» Attività da svolgere:
- A) Le affermazioni seguenti concordano con il brano sui dati Inps del primo trimestre 2015? Per ciascuna rispondi sì o no e cita esattamente le parole del brano che decidono: (i) l'autore si è schierato tra gli scontenti dei dati Inps; (ii) Giuliano Cazzola trova nei dati Inps anche qualcosa di positivo; (iii) Michele Tiraboschi ha espresso la sua posizione su IlSussidiario.net.
- B) Trascrivi dal brano sui dati Inps tutto ciò che va da "La recente fotografia" giù fino a "del 12 maggio).".

» Brano scelto:
La recente fotografia dell’Inps sui dati di assunzioni e di licenziamenti del primo trimestre 2015 ha fatto più scontenti che contenti. Personalmente mi sono iscritto al secondo gruppo, tanto da scrivere che i dati dell’Inps denotano la «crescita della buona occupazione» (Italia Oggi del 12 maggio scorso). Altri, invece, hanno manifestato il contrario, sollevando «”dubbi” sul boom dei contratti a tempo indeterminato» (Giuliano Cazzola su IlSussidiario.net del 12 maggio) o sostenendo che «senza art. 18 le nuove assunzioni sono a termine» (Michele Tiraboschi su La Stampa del 12 maggio).
Giuliano Cazzola, a dire il vero, dai dati dell’Inps estrae anche del buono: «La combinazione “virtuosa” tra l’incentivo disposto dalla legge di stabilità e il contratto a tutele crescenti che sta cambiando la struttura dell’occupazione, dato che crescono i rapporti relativamente più stabili e si riducono, in percentuale e in valore assoluto, i contratti a termine e quelli atipici». Però il “dubbio” che ha è questo: quale dei due incentivi (lo sgravio o quello normativo) ha contribuito maggiormente a determinare il “balzo in avanti” delle assunzioni a tempo indeterminato? Perché – qui sembrerebbe il problema – se fosse stato il primo (lo sgravio), «è evidente che si potrebbe porre un problema non di scarso rilievo, a partire dall’anno prossimo, se il Governo non trovasse il modo di rifinanziare adeguatamente l’operazione».

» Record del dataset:
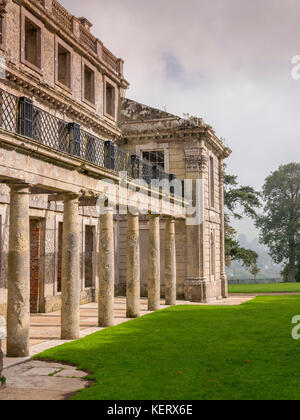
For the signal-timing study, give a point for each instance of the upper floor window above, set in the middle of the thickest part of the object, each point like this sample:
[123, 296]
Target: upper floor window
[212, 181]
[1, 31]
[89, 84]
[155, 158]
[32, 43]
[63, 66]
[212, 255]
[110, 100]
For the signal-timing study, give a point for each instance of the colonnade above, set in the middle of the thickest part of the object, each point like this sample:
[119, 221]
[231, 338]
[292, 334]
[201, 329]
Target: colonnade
...
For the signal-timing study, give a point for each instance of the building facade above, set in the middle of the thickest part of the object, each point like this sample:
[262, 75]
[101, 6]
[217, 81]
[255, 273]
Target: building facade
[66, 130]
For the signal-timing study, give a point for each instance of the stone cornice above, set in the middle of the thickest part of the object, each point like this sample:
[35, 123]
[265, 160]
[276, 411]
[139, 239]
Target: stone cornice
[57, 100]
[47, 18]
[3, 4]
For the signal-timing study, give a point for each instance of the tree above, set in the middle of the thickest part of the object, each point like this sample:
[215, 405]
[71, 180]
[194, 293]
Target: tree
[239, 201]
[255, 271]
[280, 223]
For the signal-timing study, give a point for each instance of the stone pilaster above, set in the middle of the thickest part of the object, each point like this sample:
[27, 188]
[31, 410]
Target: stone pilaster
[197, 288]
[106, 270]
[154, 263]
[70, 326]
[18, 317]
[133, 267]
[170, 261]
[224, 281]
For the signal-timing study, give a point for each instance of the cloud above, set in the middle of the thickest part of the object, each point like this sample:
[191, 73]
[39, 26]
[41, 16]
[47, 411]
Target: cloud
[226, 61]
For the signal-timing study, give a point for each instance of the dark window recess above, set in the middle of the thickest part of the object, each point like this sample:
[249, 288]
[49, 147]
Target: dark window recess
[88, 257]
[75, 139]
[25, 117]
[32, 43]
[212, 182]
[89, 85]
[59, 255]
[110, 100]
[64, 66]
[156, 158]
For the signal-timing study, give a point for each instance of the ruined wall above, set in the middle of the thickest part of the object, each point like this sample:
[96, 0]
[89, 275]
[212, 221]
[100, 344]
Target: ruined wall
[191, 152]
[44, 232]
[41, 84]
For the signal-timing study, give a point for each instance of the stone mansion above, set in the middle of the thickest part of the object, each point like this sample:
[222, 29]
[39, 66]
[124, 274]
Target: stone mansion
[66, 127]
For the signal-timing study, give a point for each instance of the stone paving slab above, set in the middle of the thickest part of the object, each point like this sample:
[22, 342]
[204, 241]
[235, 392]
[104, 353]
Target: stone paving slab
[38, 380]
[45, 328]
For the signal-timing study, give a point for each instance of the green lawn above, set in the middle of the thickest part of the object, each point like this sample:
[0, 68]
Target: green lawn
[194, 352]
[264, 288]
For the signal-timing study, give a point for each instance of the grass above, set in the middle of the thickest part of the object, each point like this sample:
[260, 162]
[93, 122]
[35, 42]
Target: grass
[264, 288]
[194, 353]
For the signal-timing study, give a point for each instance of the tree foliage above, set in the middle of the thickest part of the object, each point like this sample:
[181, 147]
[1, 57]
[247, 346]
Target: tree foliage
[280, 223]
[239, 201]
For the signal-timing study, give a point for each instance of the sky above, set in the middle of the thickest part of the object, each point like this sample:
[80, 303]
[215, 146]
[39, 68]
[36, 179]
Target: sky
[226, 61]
---
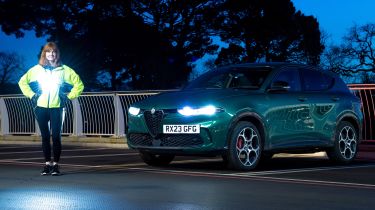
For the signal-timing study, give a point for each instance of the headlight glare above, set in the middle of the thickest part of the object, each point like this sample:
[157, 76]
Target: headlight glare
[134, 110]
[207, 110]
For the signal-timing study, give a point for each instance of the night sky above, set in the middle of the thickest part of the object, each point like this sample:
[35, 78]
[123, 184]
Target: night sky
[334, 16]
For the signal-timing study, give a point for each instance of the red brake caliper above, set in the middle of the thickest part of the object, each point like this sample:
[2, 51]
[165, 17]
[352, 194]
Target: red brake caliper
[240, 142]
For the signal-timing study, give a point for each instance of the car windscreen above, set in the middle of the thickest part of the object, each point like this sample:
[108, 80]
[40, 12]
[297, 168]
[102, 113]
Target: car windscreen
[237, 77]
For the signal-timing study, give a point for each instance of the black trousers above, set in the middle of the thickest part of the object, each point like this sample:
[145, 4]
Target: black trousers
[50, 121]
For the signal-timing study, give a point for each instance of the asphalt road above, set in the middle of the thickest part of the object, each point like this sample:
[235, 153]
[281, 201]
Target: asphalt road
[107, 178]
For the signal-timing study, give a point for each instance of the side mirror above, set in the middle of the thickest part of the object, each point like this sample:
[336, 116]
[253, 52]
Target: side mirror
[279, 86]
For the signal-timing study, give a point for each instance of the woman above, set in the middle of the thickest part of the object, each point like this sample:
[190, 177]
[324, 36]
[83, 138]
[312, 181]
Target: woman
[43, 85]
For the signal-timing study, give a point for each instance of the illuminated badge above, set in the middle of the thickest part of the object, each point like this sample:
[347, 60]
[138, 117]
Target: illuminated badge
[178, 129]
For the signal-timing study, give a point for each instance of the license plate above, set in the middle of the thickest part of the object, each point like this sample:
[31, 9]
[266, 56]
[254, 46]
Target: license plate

» Soluzioni:
- A)
(i) No: "Personalmente mi sono iscritto al secondo gruppo, tanto da scrivere che i dati dell’Inps denotano la «crescita della buona occupazione»".
(ii) Sì: "Giuliano Cazzola, a dire il vero, dai dati dell’Inps estrae anche del buono".
(iii) No: "Michele Tiraboschi su La Stampa del 12 maggio".

- B)
La recente fotografia dell’Inps sui dati di assunzioni e di licenziamenti del primo trimestre 2015 ha fatto più scontenti che contenti. Personalmente mi sono iscritto al secondo gruppo, tanto da scrivere che i dati dell’Inps denotano la «crescita della buona occupazione» (Italia Oggi del 12 maggio scorso). Altri, invece, hanno manifestato il contrario, sollevando «”dubbi” sul boom dei contratti a tempo indeterminato» (Giuliano Cazzola su IlSussidiario.net del 12 maggio) o sostenendo che «senza art. 18 le nuove assunzioni sono a termine» (Michele Tiraboschi su La Stampa del 12 maggio).